===== PROVIDED TEXT

I just can not understand why he will not talk to me about anything I ask. I was reading a book called his needs her needs I wanted him to read it because I'm trying to make my marriage great he didn't even ask me name of book just told me stop looking at stuff online and reading books and just be happy. But isn't that what I am trying to do?


----------



## northland (Apr 13, 2012)

I bet he's going to meet up with her.


----------



## Mar123 (May 4, 2013)

I have not seen any evidence that he is in contact with her. I just do not understand why he just wants me to forget it like it never happened and he says he wants marriage great but then refuses to read stuff. It's just like his way is the best way as long as I don't bring up the ow issue. If I do we end up In huge fight and he doesn't understand why it bothers me that he will be gone 12 days


----------



## tacoma (May 1, 2011)

You realise he's using this trip to his moms to see this other woman don't you?

You need to stop being so timid and start setting some boundaries.
To begin with you should insist on going on this trip with him today
_Posted via Mobile Device_


----------



## Mar123 (May 4, 2013)

I guess I wasn't that clear with my initial thread. She lives local by me. When he was there last year they were texting and talking around the clock. I think it just brings back so bad memories for me.


----------



## Mar123 (May 4, 2013)

He has trip for work in Florida he asked me would u mind if I visited my mom for a few days after I'm done I said fine. Then I find out business trip done Wednesday night he won't be home here until Wednesday after that. I just feel this is extreme esp after year we have been thru. And he tells me. What so wrong with me being with my mom on Mother's Day well I had horrific Mother's Day last year I expected him to do something special for me this year my god he won't even read a book all he does is say move on dont read stuff a normal person would be over this a long time ago


----------



## tacoma (May 1, 2011)

So go on the trip with him.

It's likely it's not just to see his mom.


----------



## PamJ (Mar 22, 2013)

Are you sure the old girlfriend is still in town?, seems odd to me to want to visit his Mom for a week, I'm just saying...

==========

_STATED GOAL 1_
Set down everything in the forum thread from "I just can not" down to "(Apr 13, 2012)", keeping it word for word.

===== STORED RECORDS

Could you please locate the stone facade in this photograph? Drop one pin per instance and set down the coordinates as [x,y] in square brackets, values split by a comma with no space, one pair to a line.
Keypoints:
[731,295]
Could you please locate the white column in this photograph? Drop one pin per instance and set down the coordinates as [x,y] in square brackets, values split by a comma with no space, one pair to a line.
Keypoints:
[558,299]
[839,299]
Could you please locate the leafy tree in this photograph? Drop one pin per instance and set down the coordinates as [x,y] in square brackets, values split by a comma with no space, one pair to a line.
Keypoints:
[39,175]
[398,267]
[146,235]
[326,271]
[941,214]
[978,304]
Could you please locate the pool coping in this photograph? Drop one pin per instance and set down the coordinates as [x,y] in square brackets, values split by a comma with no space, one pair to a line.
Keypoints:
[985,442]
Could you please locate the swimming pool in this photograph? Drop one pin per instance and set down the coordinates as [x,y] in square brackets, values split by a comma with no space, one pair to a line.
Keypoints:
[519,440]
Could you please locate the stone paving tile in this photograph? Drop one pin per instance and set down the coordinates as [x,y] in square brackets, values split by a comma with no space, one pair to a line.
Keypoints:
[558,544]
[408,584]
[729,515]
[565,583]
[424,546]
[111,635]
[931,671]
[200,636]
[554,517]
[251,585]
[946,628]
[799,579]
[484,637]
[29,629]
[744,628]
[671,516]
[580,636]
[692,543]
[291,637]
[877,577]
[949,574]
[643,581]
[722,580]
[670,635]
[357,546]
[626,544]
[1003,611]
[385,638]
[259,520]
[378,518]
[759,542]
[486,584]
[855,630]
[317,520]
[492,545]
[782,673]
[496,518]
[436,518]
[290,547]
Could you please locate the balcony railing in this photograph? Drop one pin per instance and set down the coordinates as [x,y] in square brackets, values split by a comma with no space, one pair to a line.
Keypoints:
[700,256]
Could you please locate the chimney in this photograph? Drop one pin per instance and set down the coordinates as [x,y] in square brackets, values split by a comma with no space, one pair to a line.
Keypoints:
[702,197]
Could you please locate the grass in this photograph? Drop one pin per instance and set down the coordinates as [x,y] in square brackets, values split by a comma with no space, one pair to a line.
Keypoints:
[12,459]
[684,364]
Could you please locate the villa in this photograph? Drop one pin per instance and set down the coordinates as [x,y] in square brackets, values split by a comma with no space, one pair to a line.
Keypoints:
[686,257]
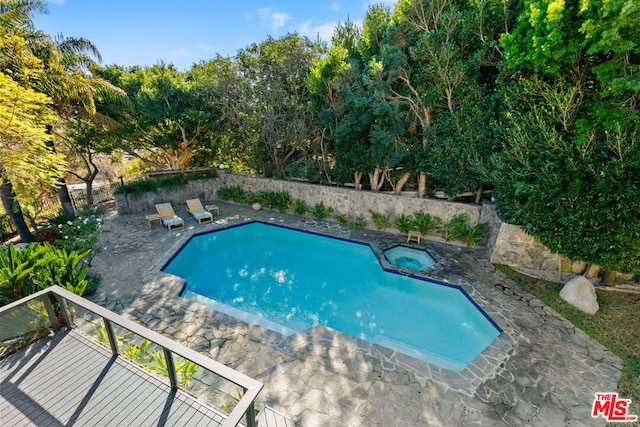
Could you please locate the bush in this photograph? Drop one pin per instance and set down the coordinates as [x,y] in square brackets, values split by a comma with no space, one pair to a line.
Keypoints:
[404,223]
[78,232]
[300,207]
[280,200]
[236,194]
[424,223]
[380,220]
[36,267]
[358,222]
[341,218]
[321,211]
[455,229]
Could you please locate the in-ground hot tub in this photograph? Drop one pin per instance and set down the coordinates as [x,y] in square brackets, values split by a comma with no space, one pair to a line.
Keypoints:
[411,258]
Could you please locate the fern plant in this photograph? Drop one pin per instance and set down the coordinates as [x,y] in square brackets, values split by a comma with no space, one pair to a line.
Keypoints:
[300,207]
[321,211]
[341,218]
[424,223]
[403,222]
[475,234]
[456,229]
[380,220]
[358,222]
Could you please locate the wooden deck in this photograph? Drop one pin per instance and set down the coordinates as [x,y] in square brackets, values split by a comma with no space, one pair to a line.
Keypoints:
[68,380]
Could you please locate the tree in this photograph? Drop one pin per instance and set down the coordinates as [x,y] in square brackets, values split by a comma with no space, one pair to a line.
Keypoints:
[165,122]
[571,165]
[283,135]
[26,163]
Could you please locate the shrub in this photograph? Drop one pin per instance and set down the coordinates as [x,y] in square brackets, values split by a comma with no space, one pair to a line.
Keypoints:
[358,222]
[78,233]
[404,223]
[235,194]
[380,220]
[341,218]
[476,233]
[280,200]
[300,207]
[321,211]
[455,229]
[424,223]
[36,267]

==========

_STATED GOAL 2_
Report each line of the rows that contains the string "ground", treating uppercase and lowercase as different.

_FINAL RESULT 1_
I just can not understand why he will not talk to me about anything I ask. I was reading a book called his needs her needs I wanted him to read it because I'm trying to make my marriage great he didn't even ask me name of book just told me stop looking at stuff online and reading books and just be happy. But isn't that what I am trying to do?


----------



## northland (Apr 13, 2012)

_FINAL RESULT 2_
Could you please locate the in-ground hot tub in this photograph? Drop one pin per instance and set down the coordinates as [x,y] in square brackets, values split by a comma with no space, one pair to a line.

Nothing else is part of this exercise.